**EXTRACT**
What’s that footstep following, never passing by?
Perhaps they’re all just waiting, perhaps when we’re all dead
Out they’ll come a slithering…
From underneath the bed

In Listen the Doctor and Clara are confronted with the stuff of nursery rhymes, the age-old fear, the monster under the bed. “I think everybody at some point in their lives has the exact same nightmare” the Doctor tells Clara before he connects her to the TARDIS telepathic interface. The Doctor wants to trace the exact moment in her timeline when she had the nightmare, but fresh off a disastrous first date with Danny and distracted by her phone ringing, Clara inadvertently takes the TARDIS back to a children’s home in Gloucester, and a young Rupert Pink.

In a truly chilling sequence Clara, the Doctor and Rupert face the monster on Rupert’s bed, not the one under it. Or, rather than face it, they turn their back on it. We get a fleeting, blurry glimpse of a strange creature behind Clara yet when Rupert promises not to look at him, it flees. Clara asks the Doctor later if they saved Rupert from another kid under a bedspread.

Entries from a pointing dataset:
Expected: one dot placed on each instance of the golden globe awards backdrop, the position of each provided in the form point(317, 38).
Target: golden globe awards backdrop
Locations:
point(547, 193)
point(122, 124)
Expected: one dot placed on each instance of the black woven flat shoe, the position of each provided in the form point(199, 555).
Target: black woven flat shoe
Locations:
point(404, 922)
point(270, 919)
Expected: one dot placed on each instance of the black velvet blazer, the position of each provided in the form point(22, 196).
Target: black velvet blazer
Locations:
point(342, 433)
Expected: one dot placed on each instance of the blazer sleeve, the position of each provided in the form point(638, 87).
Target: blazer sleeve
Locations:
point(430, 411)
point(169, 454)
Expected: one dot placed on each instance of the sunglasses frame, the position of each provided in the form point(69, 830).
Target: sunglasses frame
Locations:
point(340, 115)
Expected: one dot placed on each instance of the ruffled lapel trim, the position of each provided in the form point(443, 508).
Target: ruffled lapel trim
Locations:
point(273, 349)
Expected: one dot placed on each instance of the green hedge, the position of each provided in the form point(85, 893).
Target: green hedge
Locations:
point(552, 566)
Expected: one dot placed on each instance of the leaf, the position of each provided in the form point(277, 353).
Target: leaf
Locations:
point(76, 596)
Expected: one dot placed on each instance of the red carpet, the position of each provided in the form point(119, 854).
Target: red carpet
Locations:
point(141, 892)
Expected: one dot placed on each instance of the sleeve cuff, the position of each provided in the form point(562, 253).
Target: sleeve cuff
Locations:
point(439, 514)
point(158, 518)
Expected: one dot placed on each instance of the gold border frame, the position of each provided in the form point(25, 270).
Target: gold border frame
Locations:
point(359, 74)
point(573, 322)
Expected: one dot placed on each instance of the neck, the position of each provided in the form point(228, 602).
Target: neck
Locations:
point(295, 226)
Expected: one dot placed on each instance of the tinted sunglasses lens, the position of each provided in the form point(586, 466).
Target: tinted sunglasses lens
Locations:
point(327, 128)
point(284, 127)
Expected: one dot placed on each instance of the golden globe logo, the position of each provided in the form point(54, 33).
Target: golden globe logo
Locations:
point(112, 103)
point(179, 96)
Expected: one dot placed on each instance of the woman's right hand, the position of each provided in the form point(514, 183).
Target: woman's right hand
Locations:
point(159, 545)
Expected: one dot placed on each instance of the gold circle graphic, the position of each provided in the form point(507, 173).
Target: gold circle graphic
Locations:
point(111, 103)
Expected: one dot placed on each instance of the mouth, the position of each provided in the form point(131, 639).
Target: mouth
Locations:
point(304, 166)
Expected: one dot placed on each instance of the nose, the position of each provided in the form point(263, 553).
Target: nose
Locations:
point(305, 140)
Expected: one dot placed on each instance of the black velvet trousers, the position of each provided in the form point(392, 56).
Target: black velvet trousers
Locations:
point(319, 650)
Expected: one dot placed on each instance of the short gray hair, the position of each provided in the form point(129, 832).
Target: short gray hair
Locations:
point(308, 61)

**DIRECTION**
Transcribe the passage on the episode Listen word for word, between "Perhaps they’re all" and "young Rupert Pink.", inclusive.

**CORRECT OUTPUT**
Perhaps they’re all just waiting, perhaps when we’re all dead
Out they’ll come a slithering…
From underneath the bed

In Listen the Doctor and Clara are confronted with the stuff of nursery rhymes, the age-old fear, the monster under the bed. “I think everybody at some point in their lives has the exact same nightmare” the Doctor tells Clara before he connects her to the TARDIS telepathic interface. The Doctor wants to trace the exact moment in her timeline when she had the nightmare, but fresh off a disastrous first date with Danny and distracted by her phone ringing, Clara inadvertently takes the TARDIS back to a children’s home in Gloucester, and a young Rupert Pink.